▸ Document text
——————————
- Ranibandh Location in West Bengal, India Ranibandh Ranibandh (India)
- Coordinates: 22°51′53.7″N 86°47′04.6″E﻿ / ﻿22.864917°N 86.784611°E
- Country: India
- State: West Bengal
- District: Bankura

Population (2011)
- • Total: 2,366

Languages*
- • Official: Bengali, Santali, English
- Time zone: UTC+5:30 (IST)
- PIN: 722148 (Ranibandh)
- Telephone/STD code: 03243
- Lok Sabha constituency: Bankura
- Vidhan Sabha constituency: Ranibandh
- Website: bankura.gov.in

= Ranibandh =

Ranibandh is a village in the Ranibandh CD block in the Khatra subdivision of the Bankura district in the Indian state of West Bengal.

== The Early Medieval History==
Maniklal Sinha, in his book, Paschim Rahr Tatha Bankura Sanskriti mention that like other places of Rarh, Ranibandh is also a nodal point of Jainism. Chittaranjan Dasgupta also noted that surrounding region involved in trade of metal—primarily iron and copper and served as a hinterland to the port of Tamralipta.

==Geography==

===Location===
Ranibandh is located at .

===Area overview===
The map alongside shows the Khatra subdivision of Bankura district. Physiographically, this area is having uneven lands with hard rocks. In the Khatra CD block area there are some low hills. The Kangsabati project reservoir is prominently visible in the map. The subdued patches of shaded area in the map show forested areas. It is an almost fully rural area.

Note: The map alongside presents some of the notable locations in the subdivision. All places marked in the map are linked in the larger full screen map.
——————————
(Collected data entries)
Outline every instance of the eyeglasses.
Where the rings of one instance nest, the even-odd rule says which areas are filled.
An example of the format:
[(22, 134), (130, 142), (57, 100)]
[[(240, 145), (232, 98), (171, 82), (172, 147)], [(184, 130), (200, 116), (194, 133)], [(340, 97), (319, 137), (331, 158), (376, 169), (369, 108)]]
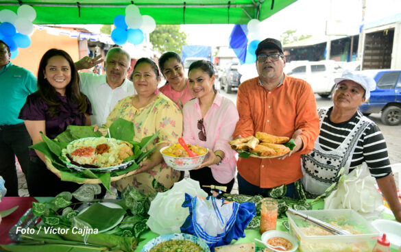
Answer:
[(199, 140), (200, 140), (201, 141), (206, 141), (206, 131), (205, 129), (205, 126), (204, 125), (204, 118), (202, 118), (197, 121), (197, 129), (200, 129), (200, 131), (199, 131), (197, 134)]
[(278, 61), (278, 59), (280, 59), (280, 57), (283, 56), (280, 53), (267, 55), (260, 54), (256, 56), (256, 60), (258, 60), (259, 62), (264, 62), (266, 61), (266, 60), (267, 60), (267, 58), (269, 58), (269, 60), (271, 61)]

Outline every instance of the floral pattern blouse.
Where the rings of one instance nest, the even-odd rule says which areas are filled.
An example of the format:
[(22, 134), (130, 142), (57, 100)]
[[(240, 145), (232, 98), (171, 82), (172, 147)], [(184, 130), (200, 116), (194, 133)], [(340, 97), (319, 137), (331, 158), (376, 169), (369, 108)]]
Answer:
[[(150, 104), (138, 109), (132, 103), (137, 95), (119, 101), (107, 118), (105, 125), (110, 127), (118, 118), (133, 122), (135, 131), (133, 140), (136, 142), (160, 131), (155, 142), (148, 144), (147, 150), (160, 143), (178, 142), (178, 138), (182, 135), (182, 114), (177, 105), (165, 94), (159, 93)], [(151, 186), (154, 179), (170, 188), (179, 178), (180, 172), (168, 167), (163, 161), (147, 172), (123, 178), (116, 181), (115, 184), (119, 191), (130, 185), (147, 193), (154, 190)]]

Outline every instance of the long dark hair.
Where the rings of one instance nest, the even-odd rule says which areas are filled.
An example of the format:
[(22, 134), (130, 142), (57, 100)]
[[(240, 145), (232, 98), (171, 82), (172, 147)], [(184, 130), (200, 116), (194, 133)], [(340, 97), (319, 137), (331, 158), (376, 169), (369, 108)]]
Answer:
[(69, 101), (77, 104), (80, 113), (85, 113), (88, 107), (85, 94), (80, 89), (80, 75), (77, 71), (74, 62), (71, 56), (64, 51), (51, 49), (47, 51), (42, 57), (38, 71), (38, 93), (49, 105), (49, 114), (56, 116), (60, 112), (60, 103), (58, 101), (56, 90), (45, 78), (45, 71), (49, 60), (54, 56), (64, 58), (69, 64), (71, 70), (71, 80), (66, 86), (65, 96)]

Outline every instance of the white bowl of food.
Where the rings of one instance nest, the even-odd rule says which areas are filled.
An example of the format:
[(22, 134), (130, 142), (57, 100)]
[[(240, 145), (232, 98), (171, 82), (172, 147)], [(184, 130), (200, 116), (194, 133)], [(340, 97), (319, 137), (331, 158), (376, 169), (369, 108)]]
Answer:
[(199, 155), (189, 157), (181, 144), (172, 144), (160, 149), (160, 153), (163, 155), (166, 164), (178, 171), (190, 171), (199, 166), (205, 160), (208, 149), (190, 144), (186, 146)]
[(285, 250), (282, 249), (274, 249), (273, 248), (267, 248), (269, 251), (288, 251), (293, 252), (298, 249), (297, 239), (291, 234), (278, 230), (269, 230), (262, 234), (263, 242), (271, 246), (282, 246)]

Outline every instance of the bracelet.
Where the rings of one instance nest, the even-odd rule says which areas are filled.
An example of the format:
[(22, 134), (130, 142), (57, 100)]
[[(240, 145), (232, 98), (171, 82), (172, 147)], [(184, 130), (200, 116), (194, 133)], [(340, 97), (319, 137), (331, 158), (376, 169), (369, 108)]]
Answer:
[(215, 154), (215, 155), (216, 157), (220, 158), (220, 162), (217, 163), (217, 165), (220, 165), (220, 164), (221, 164), (221, 161), (223, 161), (223, 158), (221, 158), (221, 156), (219, 154)]

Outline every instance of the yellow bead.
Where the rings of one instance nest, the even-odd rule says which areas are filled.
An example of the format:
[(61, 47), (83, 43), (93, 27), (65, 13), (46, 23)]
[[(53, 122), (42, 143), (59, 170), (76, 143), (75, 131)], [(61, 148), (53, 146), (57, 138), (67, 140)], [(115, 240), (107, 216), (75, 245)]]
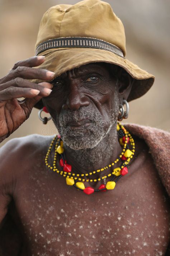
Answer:
[(124, 143), (122, 142), (123, 138), (121, 138), (119, 140), (119, 143), (121, 146), (124, 146)]
[(66, 178), (66, 183), (68, 185), (72, 186), (74, 184), (74, 180), (73, 179), (67, 178)]
[(114, 181), (108, 181), (106, 183), (106, 188), (107, 189), (113, 189), (115, 185)]
[(131, 150), (130, 150), (130, 149), (126, 149), (124, 153), (124, 156), (125, 157), (129, 157), (132, 154), (132, 152)]
[(80, 188), (81, 189), (84, 189), (85, 188), (85, 187), (84, 186), (84, 184), (82, 182), (76, 182), (76, 185), (79, 188)]
[(114, 169), (113, 172), (115, 172), (115, 173), (114, 173), (114, 175), (115, 175), (116, 176), (119, 176), (119, 175), (121, 175), (121, 169), (119, 167), (118, 167), (117, 168), (115, 168)]
[(64, 152), (64, 149), (61, 146), (58, 146), (57, 149), (57, 151), (58, 154), (62, 154)]

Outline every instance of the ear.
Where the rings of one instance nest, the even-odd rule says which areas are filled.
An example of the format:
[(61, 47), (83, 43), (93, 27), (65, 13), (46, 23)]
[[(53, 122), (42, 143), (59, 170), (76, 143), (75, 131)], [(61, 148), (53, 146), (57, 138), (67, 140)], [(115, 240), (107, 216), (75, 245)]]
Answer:
[(123, 99), (127, 100), (134, 80), (122, 68), (119, 70), (117, 77), (119, 96), (121, 103), (122, 104)]

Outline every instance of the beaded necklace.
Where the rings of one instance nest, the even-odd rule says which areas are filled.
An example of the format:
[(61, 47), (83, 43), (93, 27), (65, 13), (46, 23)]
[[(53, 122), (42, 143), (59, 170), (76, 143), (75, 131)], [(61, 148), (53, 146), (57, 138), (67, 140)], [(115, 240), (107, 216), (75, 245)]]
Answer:
[[(87, 194), (90, 194), (94, 192), (106, 191), (107, 190), (113, 189), (116, 183), (120, 179), (128, 173), (127, 167), (133, 158), (135, 152), (134, 142), (129, 132), (122, 125), (119, 123), (118, 123), (117, 125), (117, 130), (119, 137), (119, 143), (123, 147), (122, 151), (119, 157), (108, 166), (85, 174), (79, 174), (72, 172), (71, 166), (67, 163), (67, 161), (65, 159), (63, 142), (59, 135), (56, 135), (51, 143), (45, 158), (45, 164), (49, 169), (52, 170), (53, 171), (56, 172), (57, 173), (66, 177), (67, 185), (73, 186), (77, 189), (83, 191)], [(56, 143), (55, 146), (54, 159), (53, 166), (51, 166), (48, 162), (48, 159), (55, 142)], [(131, 150), (129, 148), (129, 142), (130, 142), (132, 148)], [(59, 163), (62, 168), (62, 171), (58, 170), (56, 166), (57, 154), (59, 156)], [(121, 161), (119, 167), (113, 169), (113, 171), (111, 173), (110, 172), (107, 175), (104, 175), (97, 179), (89, 178), (89, 177), (92, 175), (109, 169), (119, 161)], [(101, 185), (97, 189), (94, 189), (90, 187), (85, 188), (83, 183), (84, 182), (96, 182), (102, 180), (104, 180), (104, 181), (106, 178), (111, 176), (113, 176), (111, 179), (110, 181), (107, 182), (106, 185), (104, 184)]]

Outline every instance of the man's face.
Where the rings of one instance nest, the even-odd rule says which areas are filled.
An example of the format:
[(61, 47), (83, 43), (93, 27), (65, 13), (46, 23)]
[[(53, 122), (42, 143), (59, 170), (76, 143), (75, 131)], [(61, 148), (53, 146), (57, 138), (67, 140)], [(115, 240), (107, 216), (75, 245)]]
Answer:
——————————
▸ Work required
Pick up the Ranibandh village text after its final note about the map and write the section that would come next.

▸ Exercise answer
==Demographics==
According to the 2011 Census of India, Ranibandh had a total population of 2,366 of which 1,201 (51%) were males and 1,165 (49%) were females. Population below 6 years was 258. The total number of literates in Ranibandh was 1,699 (80.60% of the population over 6 years).

.*For language details see Ranibandh (community development block)#Language and religion

==Civic administration==
===Police station===
Ranibandh police station has jurisdiction over a part of the Ranibandh CD block. The area covered is 63,177.02 acres with a population of 73,188.

===CD block HQ===
The headquarters of Ranibadh CD block are located at Ranibandh.

==Education==
Ranibandh High School is a Bengali-medium coeducational institution established in 1940. It has facilities for teaching from class V to class XII. The school has 14 computers, a library with 1,200 books and a playground. It is one of the fourteen schools in Bankura district in which the opening of an Olchiki medium section (for Santali language) from class V was sanctioned in 2012.

Ranibandh Girls High School is a Bengali-medium girls only institution established in 1966. It has facilities for teaching from class V to class XII. The school has 14 computers, a library with 2,000 books and a playground. It This is one of the fourteen schools in Bankura district in which the opening of an Olchiki medium section (for Santali language) from class V was sanctioned in 2012.

Dhadkidighi Junior High School is a Bengali-medium coeducational institution established in 2011. It has facilities for teaching from class V to class VIII. The school has a playground.

Mukundapur Junior High School is a Bengali-medium coeducational institution established in 2011. It has facilities for teaching from class V to class VIII.

Birsha Munda Memorial College was established at Pirrah, PO Haludkanali, in 2010. Affiliated with the Bankura University, it offers honours courses in Bengali, Santali, history and a general course in arts.

==Healthcare==
Ranibandh Rural Hospital, with 30 beds at Ranibandh, is the major government medical facility in the Ranibandh CD block. There are primary health centres at Jhilimili (with 10 beds), Barikul (with 2 beds), Haludkanali (with 6 beds) and Khejuria (with 6 beds).

==Transport==
Ranibandh is on the Khatra-Jhilimili Road.